Swap every "pointer" in the lines below for "marker". Leave everything else as it stands.

+ + + +

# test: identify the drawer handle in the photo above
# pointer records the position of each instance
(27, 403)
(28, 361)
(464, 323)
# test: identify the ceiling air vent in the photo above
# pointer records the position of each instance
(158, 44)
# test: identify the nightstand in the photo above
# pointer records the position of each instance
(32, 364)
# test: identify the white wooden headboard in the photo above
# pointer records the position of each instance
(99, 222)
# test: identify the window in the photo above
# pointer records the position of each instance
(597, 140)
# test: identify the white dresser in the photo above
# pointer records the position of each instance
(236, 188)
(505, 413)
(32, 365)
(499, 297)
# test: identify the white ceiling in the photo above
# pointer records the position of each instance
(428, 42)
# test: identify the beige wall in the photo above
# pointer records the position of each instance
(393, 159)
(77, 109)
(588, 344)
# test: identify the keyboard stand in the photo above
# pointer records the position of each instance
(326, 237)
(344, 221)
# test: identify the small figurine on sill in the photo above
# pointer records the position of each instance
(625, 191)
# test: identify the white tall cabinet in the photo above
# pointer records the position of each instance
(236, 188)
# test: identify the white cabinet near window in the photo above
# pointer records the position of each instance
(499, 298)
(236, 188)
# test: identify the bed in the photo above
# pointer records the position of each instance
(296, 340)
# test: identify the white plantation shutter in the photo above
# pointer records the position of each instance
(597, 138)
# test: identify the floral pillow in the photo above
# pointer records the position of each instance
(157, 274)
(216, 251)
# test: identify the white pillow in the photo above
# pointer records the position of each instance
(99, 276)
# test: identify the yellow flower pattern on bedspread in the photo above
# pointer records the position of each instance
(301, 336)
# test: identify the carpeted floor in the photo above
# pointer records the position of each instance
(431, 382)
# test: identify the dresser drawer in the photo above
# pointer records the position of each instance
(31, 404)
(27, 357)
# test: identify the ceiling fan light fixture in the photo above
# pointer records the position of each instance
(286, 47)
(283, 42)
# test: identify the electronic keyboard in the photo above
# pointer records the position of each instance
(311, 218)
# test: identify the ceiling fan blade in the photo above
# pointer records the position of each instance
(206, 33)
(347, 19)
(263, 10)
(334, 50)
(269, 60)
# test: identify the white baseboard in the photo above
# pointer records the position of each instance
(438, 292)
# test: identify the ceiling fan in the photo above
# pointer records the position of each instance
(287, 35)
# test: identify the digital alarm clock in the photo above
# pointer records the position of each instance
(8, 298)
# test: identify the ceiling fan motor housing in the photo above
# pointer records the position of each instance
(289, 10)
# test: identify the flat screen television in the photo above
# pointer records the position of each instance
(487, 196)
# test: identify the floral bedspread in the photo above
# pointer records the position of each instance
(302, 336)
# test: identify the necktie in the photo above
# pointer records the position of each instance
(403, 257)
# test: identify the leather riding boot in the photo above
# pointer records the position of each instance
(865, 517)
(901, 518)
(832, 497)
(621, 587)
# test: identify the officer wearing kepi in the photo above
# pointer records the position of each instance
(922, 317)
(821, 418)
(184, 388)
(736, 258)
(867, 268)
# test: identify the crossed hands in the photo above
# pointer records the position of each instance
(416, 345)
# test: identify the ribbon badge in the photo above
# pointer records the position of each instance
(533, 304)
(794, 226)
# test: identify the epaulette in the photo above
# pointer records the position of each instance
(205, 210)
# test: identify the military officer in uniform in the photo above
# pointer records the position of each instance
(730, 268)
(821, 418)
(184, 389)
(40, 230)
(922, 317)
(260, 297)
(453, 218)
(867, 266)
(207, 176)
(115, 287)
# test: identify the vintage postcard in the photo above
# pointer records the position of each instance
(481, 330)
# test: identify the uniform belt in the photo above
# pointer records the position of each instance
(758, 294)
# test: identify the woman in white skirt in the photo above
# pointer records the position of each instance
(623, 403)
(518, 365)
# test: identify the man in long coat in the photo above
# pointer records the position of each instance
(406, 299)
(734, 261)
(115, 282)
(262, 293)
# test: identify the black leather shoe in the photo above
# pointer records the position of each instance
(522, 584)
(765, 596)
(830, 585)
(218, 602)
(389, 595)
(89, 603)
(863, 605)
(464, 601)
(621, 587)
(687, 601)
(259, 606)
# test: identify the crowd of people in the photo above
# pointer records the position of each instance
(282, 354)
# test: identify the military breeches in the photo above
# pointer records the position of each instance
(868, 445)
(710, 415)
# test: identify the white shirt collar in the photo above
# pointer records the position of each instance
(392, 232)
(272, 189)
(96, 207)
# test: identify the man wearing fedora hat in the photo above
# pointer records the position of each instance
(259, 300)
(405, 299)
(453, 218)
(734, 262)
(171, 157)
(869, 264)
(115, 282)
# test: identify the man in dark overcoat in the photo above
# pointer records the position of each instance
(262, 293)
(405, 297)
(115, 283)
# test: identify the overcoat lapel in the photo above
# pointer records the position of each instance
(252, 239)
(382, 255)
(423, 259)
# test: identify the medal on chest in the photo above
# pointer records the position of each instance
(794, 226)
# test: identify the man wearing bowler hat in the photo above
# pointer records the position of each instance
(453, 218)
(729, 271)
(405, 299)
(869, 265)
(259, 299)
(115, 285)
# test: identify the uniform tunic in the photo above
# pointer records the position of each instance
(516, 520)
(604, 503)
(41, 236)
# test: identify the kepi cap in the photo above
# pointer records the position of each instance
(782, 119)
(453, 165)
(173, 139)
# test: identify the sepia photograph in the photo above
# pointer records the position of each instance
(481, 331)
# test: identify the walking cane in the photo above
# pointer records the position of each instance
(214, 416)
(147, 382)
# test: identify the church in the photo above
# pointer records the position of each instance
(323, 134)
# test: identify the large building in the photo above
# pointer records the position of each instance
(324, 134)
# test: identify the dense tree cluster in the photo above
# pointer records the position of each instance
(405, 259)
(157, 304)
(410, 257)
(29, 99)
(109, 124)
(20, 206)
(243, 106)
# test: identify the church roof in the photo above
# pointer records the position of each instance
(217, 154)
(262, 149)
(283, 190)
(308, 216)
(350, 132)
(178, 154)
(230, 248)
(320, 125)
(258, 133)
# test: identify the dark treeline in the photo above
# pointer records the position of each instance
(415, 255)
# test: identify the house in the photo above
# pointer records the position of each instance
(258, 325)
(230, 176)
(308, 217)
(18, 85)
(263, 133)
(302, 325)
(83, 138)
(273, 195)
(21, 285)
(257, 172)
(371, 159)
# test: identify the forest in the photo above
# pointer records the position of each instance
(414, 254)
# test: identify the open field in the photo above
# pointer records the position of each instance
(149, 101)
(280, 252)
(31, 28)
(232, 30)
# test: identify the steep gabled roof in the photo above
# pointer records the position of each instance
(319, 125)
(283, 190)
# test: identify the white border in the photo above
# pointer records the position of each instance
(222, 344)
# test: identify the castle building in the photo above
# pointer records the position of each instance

+ + + +

_CORRECT RESULT:_
# test: identify the drawer handle in the photo above
# marker records the position of each instance
(27, 403)
(28, 361)
(464, 323)
# test: identify the ceiling air vent in the photo above
# marker records the position of each instance
(158, 44)
# test: identify the nightstand in the photo above
# marker records the position of each instance
(32, 364)
# test: identify the white wooden headboard in the photo above
# marker records the position of each instance
(99, 222)
# test: identify the window in the photo above
# marker records the position of each instance
(597, 140)
# test: identify the white dresser in the photo above
# marker records the position of each instance
(236, 188)
(505, 413)
(32, 365)
(499, 297)
# test: identify the white ceiling in the photo above
# marker records the position of each instance
(428, 42)
# test: identify the beige wall in the photo above
# marker records the position of each instance
(393, 159)
(77, 109)
(588, 344)
# test: identify the keyboard stand in the photo above
# marker records the position of each instance
(326, 237)
(344, 221)
# test: identify the small figurine on sill in the photo above
# marker records the position of each instance
(625, 191)
# test: identify the white tall cabinet in the photo above
# marker records the position of each instance
(236, 188)
# test: identify the white cabinet near window in the photo above
# marker records the position of each instance
(499, 298)
(236, 188)
# test: identify the bed in the photo above
# marker records the position of each instance
(296, 340)
# test: identify the white plantation shutter in the photo above
# marker records the position of each instance
(597, 138)
# test: identify the floral pillow in the photo above
# marker records the position of each instance
(157, 274)
(216, 251)
# test: identify the white pillow in the photo above
# marker records the position of each instance
(99, 276)
# test: identify the yellow flower pattern on bedspread in the photo above
# marker records the position of each instance
(301, 336)
# test: identify the carpeted floor in the photo above
# marker records the position of each instance
(431, 382)
# test: identify the dresser drawer in the photo above
# marker records the position of each instance
(31, 404)
(27, 357)
# test: identify the ceiling fan light fixture in the photo above
# marker records the position of each instance
(286, 47)
(283, 42)
# test: identify the electronic keyboard in the photo above
# marker records the position of each instance
(311, 218)
# test: identify the ceiling fan blade in the photo above
# marker records the position of each instance
(206, 33)
(347, 19)
(263, 10)
(334, 50)
(269, 60)
# test: identify the white baseboard in the photo above
# marker records the position of each instance
(438, 292)
# test: identify the ceiling fan in the photo above
# marker records the position of each instance
(287, 35)
# test: identify the digital alarm clock in the photo above
# marker records the position of each instance
(8, 298)
# test: identify the ceiling fan motor housing in the photo above
# marker records the position of each instance
(289, 10)
# test: identify the flat screen television in the photo above
# marker records the position of each instance
(487, 196)
# test: identify the floral bedspread in the photo above
# marker records the position of each instance
(302, 336)
# test: identify the necktie in the photo above
# marker records the position of each instance
(403, 257)
# test: identify the leather riding boot in the photo above
# marker records the position of each instance
(865, 517)
(901, 518)
(832, 497)
(621, 587)
# test: identify the officer wearing kepi in the photo above
# marker records the position of each instance
(922, 317)
(821, 418)
(184, 388)
(736, 258)
(867, 268)
# test: identify the crossed hands in the photo above
# marker records the position of each instance
(416, 345)
# test: identify the ribbon badge in the photo above
# marker records the position of each instance
(533, 304)
(794, 226)
# test: identify the epaulette in the photo above
# marker records the position of each instance
(205, 210)
# test: identify the military officer in uniform in the photo above
# marker records the position of each instance
(730, 268)
(821, 418)
(184, 389)
(40, 230)
(922, 317)
(260, 297)
(453, 218)
(867, 266)
(207, 176)
(115, 287)
# test: identify the vintage postcard in the photo above
# marker records the position of each instance
(481, 330)
# test: identify the uniform belt in the photo above
# marker records the position of each instance
(758, 294)
# test: identify the woman in white skirt in the photo above
# marker records the position of each instance
(623, 403)
(518, 365)
# test: identify the man in long coat in the photo above
# marker records the position of each instance
(406, 299)
(734, 261)
(115, 282)
(262, 293)
# test: identify the black leather shoe in the photo above
# marker records the position of each instance
(522, 584)
(765, 596)
(830, 585)
(218, 602)
(389, 595)
(89, 603)
(863, 605)
(464, 601)
(621, 587)
(687, 601)
(259, 606)
# test: identify the crowd of people in the photo above
# marker records the position of each instance
(282, 354)
# test: identify the military breeches in the photo above
# marker records the position of each instance
(868, 445)
(710, 415)
# test: identify the white shirt collar in the photo above
# marker records the position of each instance
(392, 232)
(272, 189)
(96, 207)
# test: identify the man wearing fedora hat in the photo above
# marker records the position of each instance
(259, 300)
(405, 299)
(453, 218)
(734, 262)
(171, 157)
(869, 264)
(115, 282)
# test: identify the man in dark overcoat in the photo above
# marker records the position of each instance
(262, 293)
(405, 297)
(115, 283)
# test: identify the overcoat lapel in the photo above
# marker records the position of each instance
(252, 239)
(382, 255)
(423, 259)
# test: identify the medal on chest in the photo above
# marker records the position of each instance
(794, 226)
# test: identify the man wearing bowler hat in the photo above
# marker records the position of each instance
(453, 218)
(729, 271)
(405, 299)
(869, 265)
(259, 299)
(115, 285)
# test: identify the uniform tunic in the photo above
# marker records the position of each instance
(516, 520)
(604, 503)
(41, 236)
# test: identify the kepi cap in the photo above
# marker records the position of each instance
(782, 119)
(453, 165)
(173, 139)
# test: identify the sepia photograph in the photo above
# marker records the position of each instance
(481, 331)
# test: identify the walking cane in the photo above
# marker records the position of each instance
(214, 416)
(147, 382)
# test: identify the church in the photo above
# marker records the position of each instance
(323, 134)
# test: identify the large building in the photo above
# marker records the position of each instance
(324, 134)
# test: identify the dense tree cluster in the photo above
# marker records the position of each instance
(405, 259)
(157, 304)
(410, 257)
(29, 99)
(109, 124)
(20, 206)
(243, 106)
# test: identify the church roof in the photo above
# marker records the position of each instance
(217, 154)
(262, 149)
(283, 190)
(308, 216)
(350, 132)
(178, 154)
(230, 248)
(320, 125)
(258, 133)
# test: identify the dark treeline in the photo above
# marker records the position of each instance
(415, 255)
# test: identify the house in the photo above
# marker records the position of each instance
(258, 325)
(230, 176)
(308, 217)
(18, 85)
(263, 133)
(302, 325)
(83, 138)
(273, 195)
(21, 285)
(257, 172)
(371, 159)
# test: identify the forest in the photo above
# marker records the position of each instance
(414, 254)
# test: identify the open field in the photo above
# marker records the position of each instance
(149, 101)
(280, 252)
(31, 28)
(232, 30)
# test: identify the steep gabled roof in the photo above
# marker records the position of each instance
(319, 125)
(283, 190)
# test: identify the white border in the photo above
# marker records the position of each instance
(222, 344)
# test: identify the castle building in the photo above
# marker records the position of each instance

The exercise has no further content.